Start of Information shown

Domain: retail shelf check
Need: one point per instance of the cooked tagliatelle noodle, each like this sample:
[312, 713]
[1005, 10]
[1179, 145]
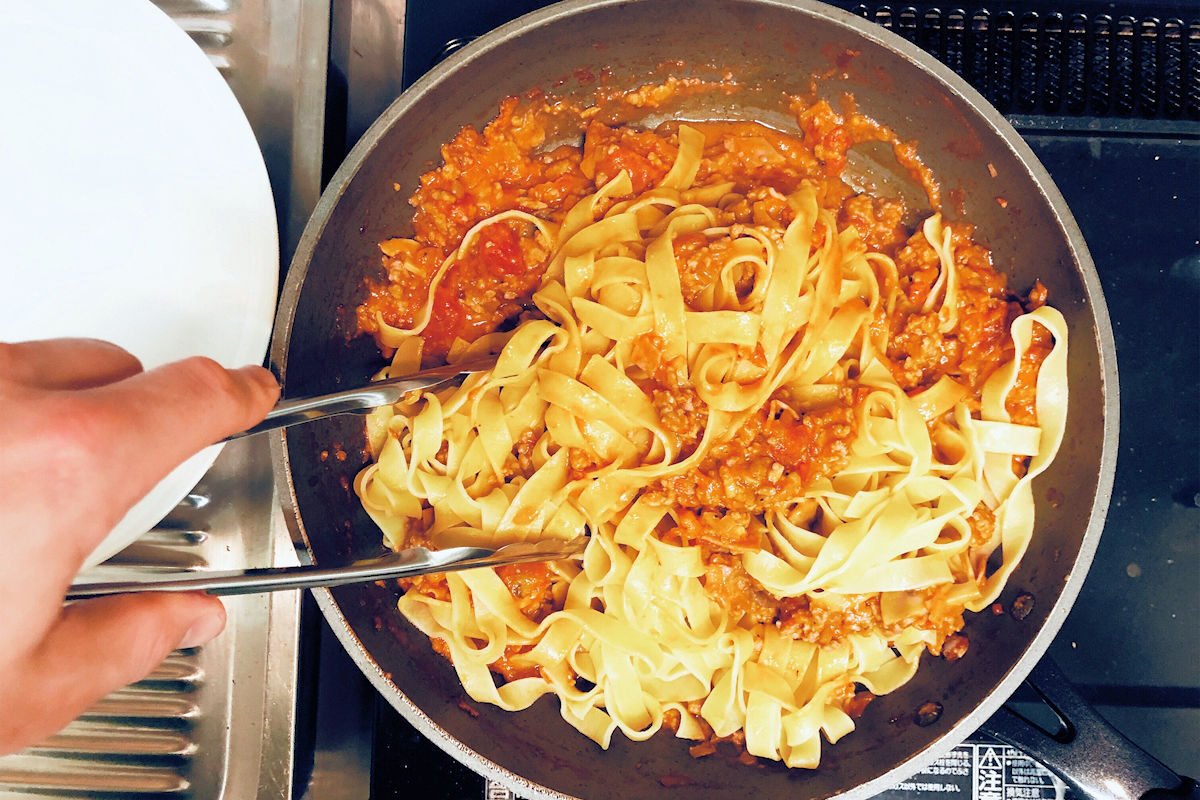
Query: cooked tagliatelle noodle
[784, 509]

End of Information shown

Carry over each record above character for character, with the pictures left out.

Domain: retail shelf check
Need: one point per instance of the cooked tagliatelle noodle, each like this sample:
[312, 713]
[1005, 10]
[1179, 145]
Query: cooked tagliatelle noodle
[784, 509]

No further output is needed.